_Tâche assignée:_ Poursuivez le texte ci-dessous sur la colonie aryenne de Bernhard Förster au Paraguay à partir de sa dernière phrase.
*** Extrait du document ***
Avant Adolf Hitler, il y a eu le professeur Bernhard Förster. Antisémite inspiré par la notion de la suprématie du peuple allemand, il prônait la pureté raciale. Il a quitté l’Allemagne avec sa femme, Elisabeth, et une poignée d’autres pour établir un paradis aryen dans la jungle du Paraguay. Les animaux, les insectes et les microbes locaux, peut-être parce qu’on ne leur avait pas fait suffisamment écouté de Wagner, n’ont pas respecté la supériorité raciale allemande : ils les ont attaqués avec entrain.
*** Extraits de données ***
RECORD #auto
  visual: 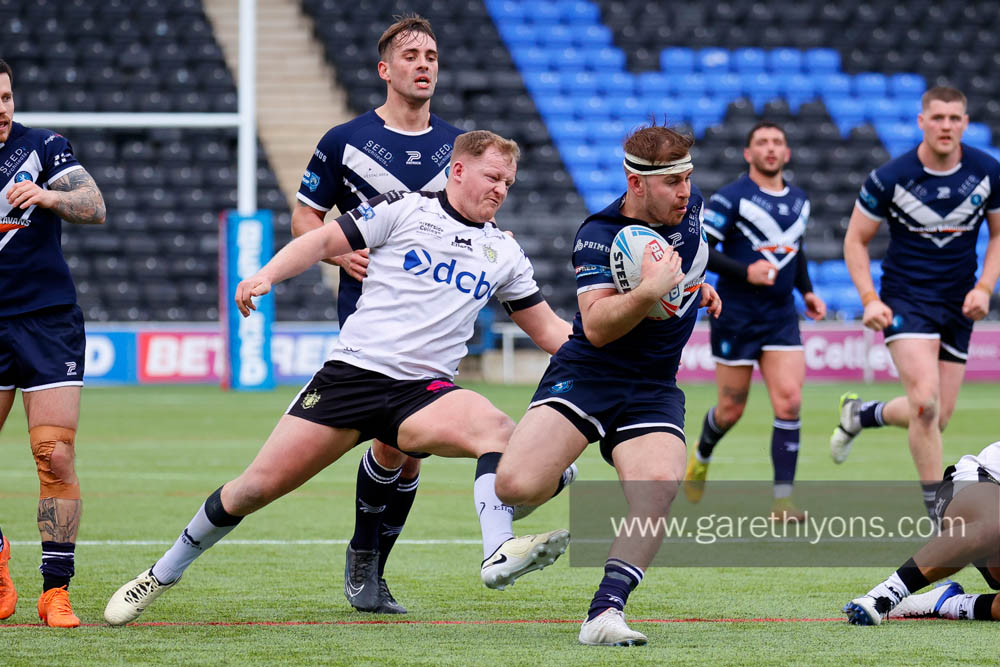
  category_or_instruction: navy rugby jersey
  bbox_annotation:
[705,174,809,313]
[556,185,708,380]
[297,110,462,325]
[0,123,83,317]
[857,144,1000,301]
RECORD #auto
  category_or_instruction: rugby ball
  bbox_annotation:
[610,225,684,320]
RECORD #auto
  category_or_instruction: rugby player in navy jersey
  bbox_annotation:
[0,60,105,628]
[496,125,722,646]
[104,130,570,625]
[830,86,1000,518]
[292,15,461,614]
[684,121,826,521]
[843,442,1000,625]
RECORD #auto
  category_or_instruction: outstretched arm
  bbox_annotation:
[236,223,351,317]
[510,301,573,354]
[7,169,107,225]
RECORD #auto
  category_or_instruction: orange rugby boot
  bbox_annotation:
[0,537,17,619]
[38,586,80,628]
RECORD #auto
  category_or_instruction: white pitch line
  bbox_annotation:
[11,540,482,547]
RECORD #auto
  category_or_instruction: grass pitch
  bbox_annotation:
[0,384,1000,665]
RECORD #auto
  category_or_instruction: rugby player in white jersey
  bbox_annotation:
[104,131,572,625]
[830,86,1000,513]
[844,442,1000,625]
[292,15,462,614]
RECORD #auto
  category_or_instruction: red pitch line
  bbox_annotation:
[0,616,938,630]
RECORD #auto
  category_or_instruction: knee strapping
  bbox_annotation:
[29,426,80,500]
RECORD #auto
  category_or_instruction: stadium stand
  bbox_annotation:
[0,0,1000,321]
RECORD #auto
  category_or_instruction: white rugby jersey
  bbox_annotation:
[952,442,1000,482]
[330,191,542,380]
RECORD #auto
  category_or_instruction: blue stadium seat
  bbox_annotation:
[803,49,840,74]
[635,72,674,97]
[569,24,614,47]
[962,123,993,148]
[705,70,744,99]
[854,72,889,98]
[660,47,694,74]
[731,48,767,74]
[695,47,730,73]
[816,72,851,102]
[775,73,817,112]
[767,49,802,73]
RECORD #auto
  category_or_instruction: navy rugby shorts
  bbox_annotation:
[708,308,802,366]
[882,294,972,364]
[0,305,87,391]
[528,358,685,465]
[285,361,461,458]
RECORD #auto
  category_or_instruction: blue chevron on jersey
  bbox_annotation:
[705,174,810,313]
[857,144,1000,301]
[0,123,83,317]
[556,184,708,380]
[297,110,462,213]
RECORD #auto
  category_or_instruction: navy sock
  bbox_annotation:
[896,558,931,593]
[771,419,802,484]
[378,475,420,577]
[587,558,642,621]
[698,406,729,461]
[351,447,400,551]
[972,593,997,621]
[38,542,76,591]
[920,482,941,526]
[858,401,885,428]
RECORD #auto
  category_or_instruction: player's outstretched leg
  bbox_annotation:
[0,533,17,619]
[104,486,243,625]
[579,558,648,646]
[513,463,580,521]
[889,580,965,618]
[830,392,861,463]
[473,452,569,590]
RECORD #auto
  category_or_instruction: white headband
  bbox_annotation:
[622,153,694,176]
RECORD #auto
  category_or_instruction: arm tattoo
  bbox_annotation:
[38,498,83,542]
[49,169,106,225]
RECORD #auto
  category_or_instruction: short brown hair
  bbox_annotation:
[378,14,437,60]
[920,86,969,110]
[625,121,694,164]
[451,130,521,164]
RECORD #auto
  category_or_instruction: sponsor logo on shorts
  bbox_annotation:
[549,380,573,394]
[302,389,320,410]
[426,380,455,391]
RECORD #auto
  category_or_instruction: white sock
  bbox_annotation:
[938,594,979,621]
[153,503,236,584]
[472,472,514,559]
[868,572,910,607]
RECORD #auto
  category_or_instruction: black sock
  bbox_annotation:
[378,475,420,577]
[39,542,76,591]
[858,401,885,428]
[920,482,941,526]
[896,558,931,593]
[698,406,729,460]
[351,447,400,551]
[972,593,997,621]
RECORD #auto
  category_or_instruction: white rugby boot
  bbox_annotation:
[579,607,649,646]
***
_Réponse rédigée:_
Förster s’est empoisonné dans un hôtel en 1889 et, en 1893, Elisabeth est rentrée en Allemagne pour s’occuper de son frère, Friedrich Nietzsche. Une rumeur a voulu que le médecin d’Auschwitz Josef Mengele ait trouvé refuge dans cette utopie ratée après la fin de la Deuxième Guerre mondiale. C’est aujourd’hui un village paraguayen où vivent des descendants de ces colons.

Nouvelle-Moscou, nord-est de l’Afrique (1889)

Au cours d’un siècle défini par la soif inextinguible de l’Europe pour l’or et les esclaves, l’aventurier et psychopathe cosaque Nikolai Ashinov représentait à la fois l’exception et la règle.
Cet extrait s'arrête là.